━━━ WORKING DATA ━━━

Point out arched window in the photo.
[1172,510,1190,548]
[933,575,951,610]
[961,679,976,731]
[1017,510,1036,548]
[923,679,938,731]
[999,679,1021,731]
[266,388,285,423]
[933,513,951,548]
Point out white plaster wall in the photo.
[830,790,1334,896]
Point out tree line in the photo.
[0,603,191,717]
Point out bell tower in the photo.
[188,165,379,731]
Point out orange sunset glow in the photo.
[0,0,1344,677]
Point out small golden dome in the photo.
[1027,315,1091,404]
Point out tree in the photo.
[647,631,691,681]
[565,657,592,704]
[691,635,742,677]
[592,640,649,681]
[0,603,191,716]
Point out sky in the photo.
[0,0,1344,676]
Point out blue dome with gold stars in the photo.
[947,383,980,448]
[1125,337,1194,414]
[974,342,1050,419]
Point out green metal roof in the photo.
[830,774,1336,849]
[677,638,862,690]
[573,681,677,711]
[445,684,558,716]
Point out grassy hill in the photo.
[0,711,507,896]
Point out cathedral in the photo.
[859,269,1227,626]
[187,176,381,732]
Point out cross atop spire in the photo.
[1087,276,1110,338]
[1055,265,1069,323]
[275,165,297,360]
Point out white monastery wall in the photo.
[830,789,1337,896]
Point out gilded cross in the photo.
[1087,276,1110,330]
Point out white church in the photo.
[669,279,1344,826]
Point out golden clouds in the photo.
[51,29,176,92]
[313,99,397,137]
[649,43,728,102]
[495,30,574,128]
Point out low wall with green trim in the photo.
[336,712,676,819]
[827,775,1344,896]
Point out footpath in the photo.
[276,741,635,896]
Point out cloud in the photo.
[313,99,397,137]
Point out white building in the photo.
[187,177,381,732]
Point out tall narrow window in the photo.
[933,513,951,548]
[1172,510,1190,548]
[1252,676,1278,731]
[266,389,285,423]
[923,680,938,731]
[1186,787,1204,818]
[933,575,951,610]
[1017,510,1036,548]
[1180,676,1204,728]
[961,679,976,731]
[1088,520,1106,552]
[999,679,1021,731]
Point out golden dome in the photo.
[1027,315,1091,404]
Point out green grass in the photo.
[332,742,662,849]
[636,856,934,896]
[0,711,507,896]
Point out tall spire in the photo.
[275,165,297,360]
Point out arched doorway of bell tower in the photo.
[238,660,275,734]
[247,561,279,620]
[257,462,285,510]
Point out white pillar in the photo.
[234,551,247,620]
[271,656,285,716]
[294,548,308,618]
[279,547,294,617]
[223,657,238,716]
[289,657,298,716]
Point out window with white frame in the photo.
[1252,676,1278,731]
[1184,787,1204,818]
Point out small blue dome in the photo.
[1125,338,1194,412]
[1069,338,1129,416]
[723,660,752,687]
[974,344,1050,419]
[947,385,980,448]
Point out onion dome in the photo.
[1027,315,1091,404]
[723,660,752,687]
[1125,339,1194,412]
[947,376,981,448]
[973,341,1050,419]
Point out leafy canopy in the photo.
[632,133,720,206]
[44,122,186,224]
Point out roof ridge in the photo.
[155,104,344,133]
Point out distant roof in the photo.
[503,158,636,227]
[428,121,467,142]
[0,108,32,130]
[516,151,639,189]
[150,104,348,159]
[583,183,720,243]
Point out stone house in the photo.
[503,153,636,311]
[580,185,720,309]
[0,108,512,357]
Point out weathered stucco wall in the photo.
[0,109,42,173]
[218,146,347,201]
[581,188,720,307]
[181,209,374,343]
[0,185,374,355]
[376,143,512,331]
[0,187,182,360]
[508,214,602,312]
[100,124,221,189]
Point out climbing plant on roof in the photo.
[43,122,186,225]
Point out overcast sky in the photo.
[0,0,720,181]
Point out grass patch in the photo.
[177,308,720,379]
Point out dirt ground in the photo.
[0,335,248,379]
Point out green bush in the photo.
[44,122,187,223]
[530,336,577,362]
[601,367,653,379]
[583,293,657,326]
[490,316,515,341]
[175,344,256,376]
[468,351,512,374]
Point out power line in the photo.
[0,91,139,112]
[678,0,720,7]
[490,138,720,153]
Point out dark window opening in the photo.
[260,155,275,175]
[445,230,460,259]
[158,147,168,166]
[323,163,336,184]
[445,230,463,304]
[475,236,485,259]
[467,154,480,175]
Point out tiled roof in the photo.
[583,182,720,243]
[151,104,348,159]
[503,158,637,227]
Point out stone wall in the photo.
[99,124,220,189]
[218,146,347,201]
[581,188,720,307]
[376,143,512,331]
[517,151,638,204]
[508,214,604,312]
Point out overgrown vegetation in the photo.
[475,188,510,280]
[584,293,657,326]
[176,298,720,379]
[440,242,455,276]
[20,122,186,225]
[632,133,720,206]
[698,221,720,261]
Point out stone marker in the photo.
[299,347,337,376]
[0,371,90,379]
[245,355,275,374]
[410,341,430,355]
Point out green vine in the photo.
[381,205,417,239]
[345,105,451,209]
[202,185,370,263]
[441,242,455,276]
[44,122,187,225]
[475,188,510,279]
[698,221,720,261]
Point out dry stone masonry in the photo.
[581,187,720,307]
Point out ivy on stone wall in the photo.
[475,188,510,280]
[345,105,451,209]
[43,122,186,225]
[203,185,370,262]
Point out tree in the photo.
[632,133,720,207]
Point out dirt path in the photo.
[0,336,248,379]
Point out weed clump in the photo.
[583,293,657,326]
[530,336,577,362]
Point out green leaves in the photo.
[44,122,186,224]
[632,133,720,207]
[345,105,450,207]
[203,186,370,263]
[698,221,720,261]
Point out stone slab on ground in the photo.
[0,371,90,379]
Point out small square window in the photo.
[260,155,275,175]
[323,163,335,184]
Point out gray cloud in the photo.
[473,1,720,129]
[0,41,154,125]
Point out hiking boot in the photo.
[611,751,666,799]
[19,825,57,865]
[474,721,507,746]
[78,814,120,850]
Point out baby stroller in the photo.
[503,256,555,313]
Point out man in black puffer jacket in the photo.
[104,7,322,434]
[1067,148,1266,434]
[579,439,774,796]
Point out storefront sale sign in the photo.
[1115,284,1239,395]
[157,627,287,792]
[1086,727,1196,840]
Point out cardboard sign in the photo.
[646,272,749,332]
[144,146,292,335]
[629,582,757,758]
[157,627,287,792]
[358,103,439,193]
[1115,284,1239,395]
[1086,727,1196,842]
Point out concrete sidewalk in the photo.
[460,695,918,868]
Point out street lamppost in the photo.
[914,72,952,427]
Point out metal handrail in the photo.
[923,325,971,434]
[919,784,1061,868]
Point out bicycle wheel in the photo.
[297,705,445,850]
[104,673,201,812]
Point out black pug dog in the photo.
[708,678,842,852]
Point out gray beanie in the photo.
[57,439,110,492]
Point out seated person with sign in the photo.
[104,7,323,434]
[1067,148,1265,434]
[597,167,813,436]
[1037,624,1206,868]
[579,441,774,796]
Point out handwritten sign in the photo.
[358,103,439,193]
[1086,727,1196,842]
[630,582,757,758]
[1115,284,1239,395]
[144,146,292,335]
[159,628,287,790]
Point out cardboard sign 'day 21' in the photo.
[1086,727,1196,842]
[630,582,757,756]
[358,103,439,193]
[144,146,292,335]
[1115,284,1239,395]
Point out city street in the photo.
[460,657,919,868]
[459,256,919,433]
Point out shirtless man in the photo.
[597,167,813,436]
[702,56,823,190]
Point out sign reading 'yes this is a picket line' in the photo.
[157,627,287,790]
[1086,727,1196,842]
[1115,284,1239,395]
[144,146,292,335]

━━━

*WORK TO COMPLETE:* Give these lines as a numbered list covering all the records, leaving out blank lines.

*EXERCISE RESULT:*
1. Point out arched window in the photo.
2. [1172,510,1190,548]
3. [933,575,951,610]
4. [961,679,976,731]
5. [1017,510,1036,548]
6. [923,679,938,731]
7. [999,679,1021,731]
8. [266,388,285,423]
9. [933,513,951,548]
10. Point out white plaster wall in the photo.
11. [830,790,1334,896]
12. Point out tree line in the photo.
13. [0,603,191,717]
14. Point out bell tower in the photo.
15. [188,165,379,731]
16. Point out orange sunset glow in the photo.
17. [0,0,1344,677]
18. Point out small golden dome in the photo.
19. [1027,315,1091,404]
20. Point out tree in the photo.
21. [647,631,691,681]
22. [565,657,592,704]
23. [691,635,742,677]
24. [592,640,649,681]
25. [0,603,191,716]
26. Point out sky in the photo.
27. [0,0,1344,676]
28. Point out blue dome with gold stars in the photo.
29. [947,383,980,448]
30. [1125,337,1194,414]
31. [974,342,1050,419]
32. Point out green metal roof in the photo.
33. [830,774,1336,849]
34. [677,638,862,690]
35. [573,681,677,711]
36. [445,684,558,716]
37. Point out grassy hill in the photo.
38. [0,711,507,896]
39. Point out cathedral in the photo.
40. [859,269,1227,626]
41. [187,176,381,732]
42. Point out cross atop spire in the photo.
43. [1087,276,1110,338]
44. [1055,265,1069,323]
45. [275,165,297,360]
46. Point out white monastery wall in the photo.
47. [830,789,1337,896]
48. Point out gilded cross in the photo.
49. [1087,276,1110,330]
50. Point out white church in the photo.
51. [669,279,1344,826]
52. Point out golden clouds in the photo.
53. [51,29,176,92]
54. [313,99,397,137]
55. [649,43,728,102]
56. [495,30,574,128]
57. Point out low wall with green trim in the photo.
58. [336,712,676,819]
59. [827,775,1344,896]
60. Point out footpath in the photo.
61. [276,741,635,896]
62. Point out cloud in the photo.
63. [313,99,397,137]
64. Point out white building in the photo.
65. [187,177,381,732]
66. Point out tall narrow window in the photo.
67. [933,513,951,548]
68. [1172,510,1190,548]
69. [1252,676,1278,731]
70. [266,389,285,423]
71. [923,680,938,731]
72. [1186,787,1204,818]
73. [933,575,951,610]
74. [1017,510,1036,548]
75. [1180,676,1204,728]
76. [961,679,976,731]
77. [1088,520,1106,552]
78. [999,679,1021,731]
79. Point out golden dome in the photo.
80. [1027,315,1091,404]
81. Point out green grass in the photo.
82. [332,742,662,849]
83. [636,856,934,896]
84. [0,711,507,896]
85. Point out tall spire in the photo.
86. [275,165,297,360]
87. Point out arched doorway of bell tower in the photo.
88. [238,660,275,734]
89. [247,561,279,620]
90. [257,462,285,510]
91. Point out white pillar in the photo.
92. [234,551,247,620]
93. [271,656,285,716]
94. [294,548,308,618]
95. [279,547,294,617]
96. [223,657,238,716]
97. [289,657,298,716]
98. Point out window with white frame in the photo.
99. [1252,676,1278,731]
100. [1184,787,1204,818]
101. Point out small blue dome in the photo.
102. [1125,338,1194,412]
103. [1069,338,1129,416]
104. [723,660,752,687]
105. [974,344,1050,419]
106. [947,385,980,448]
107. Point out onion dome in the photo.
108. [1027,315,1091,404]
109. [723,660,752,687]
110. [1125,339,1194,412]
111. [947,376,981,448]
112. [973,341,1050,419]
113. Point out leafy canopy in the photo.
114. [632,133,720,206]
115. [44,122,186,224]
116. Point out roof ridge in the photo.
117. [155,104,344,133]
118. Point out distant roof in the photo.
119. [503,158,636,227]
120. [428,121,467,142]
121. [0,108,32,130]
122. [516,151,639,189]
123. [150,104,348,159]
124. [583,183,720,243]
125. Point out stone house in the photo.
126. [503,153,636,311]
127. [580,185,720,309]
128. [0,108,512,357]
129. Point out weathered stucco wall in the photo.
130. [0,109,42,173]
131. [218,146,347,201]
132. [581,188,720,307]
133. [181,209,374,343]
134. [0,185,374,355]
135. [376,143,512,331]
136. [0,187,182,360]
137. [508,214,602,312]
138. [100,124,221,189]
139. Point out climbing plant on roof in the photo.
140. [43,122,186,225]
141. Point out overcast sky in the photo.
142. [0,0,720,181]
143. Point out grass patch in the photo.
144. [177,308,720,379]
145. Point out dirt ground in the photo.
146. [0,335,248,379]
147. Point out green bush in the photo.
148. [44,122,187,223]
149. [530,336,577,362]
150. [601,367,653,379]
151. [583,293,657,326]
152. [490,316,515,341]
153. [175,344,256,376]
154. [468,351,512,374]
155. Point out power line in the photo.
156. [0,91,139,112]
157. [678,0,720,7]
158. [490,138,720,153]
159. Point out dark window opening in the photo.
160. [260,155,275,175]
161. [445,230,460,259]
162. [158,147,168,166]
163. [323,163,336,184]
164. [445,230,463,304]
165. [475,236,485,259]
166. [467,154,480,175]
167. Point out tiled roof in the photo.
168. [583,182,720,243]
169. [151,104,348,159]
170. [503,158,637,227]
171. Point out stone wall in the photo.
172. [99,124,220,189]
173. [218,146,347,201]
174. [581,188,720,307]
175. [376,143,512,331]
176. [517,151,638,204]
177. [508,214,604,312]
178. Point out overgrown vegetation in the photo.
179. [475,188,510,280]
180. [584,293,657,326]
181. [176,298,720,379]
182. [440,242,455,276]
183. [20,122,186,225]
184. [632,133,720,206]
185. [698,221,720,261]
186. Point out stone marker in the photo.
187. [299,347,337,376]
188. [0,371,90,379]
189. [245,355,275,374]
190. [410,341,430,355]
191. Point out green vine in the photo.
192. [381,205,417,239]
193. [345,105,451,209]
194. [202,185,370,263]
195. [441,242,455,276]
196. [44,122,187,225]
197. [475,188,510,279]
198. [698,221,720,261]
199. Point out dry stone masonry in the photo.
200. [581,187,720,307]
201. Point out ivy on stone wall in the photo.
202. [475,188,510,280]
203. [345,105,451,209]
204. [43,122,186,225]
205. [203,185,370,262]
206. Point out tree in the photo.
207. [632,133,720,207]
208. Point out dirt path in the photo.
209. [0,336,248,379]
210. Point out weed clump in the photo.
211. [583,293,657,326]
212. [530,336,577,362]
213. Point out green leaves in the photo.
214. [44,122,186,224]
215. [632,133,720,207]
216. [345,105,450,207]
217. [203,186,370,263]
218. [698,221,720,261]
219. Point out stone slab on ground in the photo.
220. [0,371,90,379]
221. Point out small square window in the photo.
222. [260,155,275,175]
223. [323,163,335,184]
224. Point out gray cloud in the photo.
225. [473,1,720,129]
226. [0,41,154,125]
227. Point out hiking boot in the photo.
228. [611,751,666,799]
229. [19,825,57,865]
230. [474,721,507,746]
231. [78,814,120,850]
232. Point out baby stroller in the photo.
233. [503,256,555,313]
234. Point out man in black puffer jacket in the photo.
235. [104,7,322,434]
236. [1067,148,1266,434]
237. [579,439,774,796]
238. Point out storefront sale sign in the photo.
239. [1115,284,1239,395]
240. [157,627,287,792]
241. [1086,727,1196,840]
242. Point out cardboard sign in the photo.
243. [646,272,749,332]
244. [144,146,292,335]
245. [629,582,757,758]
246. [157,627,287,792]
247. [358,103,439,193]
248. [1115,284,1239,395]
249. [1086,727,1196,842]
250. Point out concrete sidewalk in the photo.
251. [460,695,918,868]
252. Point out street lamppost in the photo.
253. [914,72,952,427]
254. Point out metal handrail in the photo.
255. [923,325,971,434]
256. [919,784,1061,868]
257. Point out bicycle wheel in the photo.
258. [297,705,445,850]
259. [104,673,201,812]
260. Point out black pug dog in the photo.
261. [708,678,842,852]
262. Point out gray beanie in the photo.
263. [57,439,110,492]
264. Point out seated person with sign in the photo.
265. [104,7,323,434]
266. [1067,148,1265,434]
267. [597,167,813,436]
268. [1037,624,1206,868]
269. [579,441,774,796]
270. Point out handwritten sign in the photo.
271. [358,103,439,193]
272. [1086,727,1196,842]
273. [630,582,757,758]
274. [1115,284,1239,395]
275. [144,146,292,335]
276. [159,628,287,790]
277. Point out cardboard sign 'day 21' in the photo.
278. [1086,727,1196,842]
279. [630,582,757,756]
280. [358,103,439,193]
281. [144,146,292,335]
282. [1115,284,1239,395]
283. Point out city street in the photo.
284. [460,657,919,868]
285. [459,256,919,433]
286. Point out shirtless man in the photo.
287. [597,167,813,436]
288. [702,56,823,190]
289. Point out sign reading 'yes this is a picket line' in the photo.
290. [157,627,287,790]
291. [1086,727,1196,842]
292. [1115,284,1239,395]
293. [144,146,292,335]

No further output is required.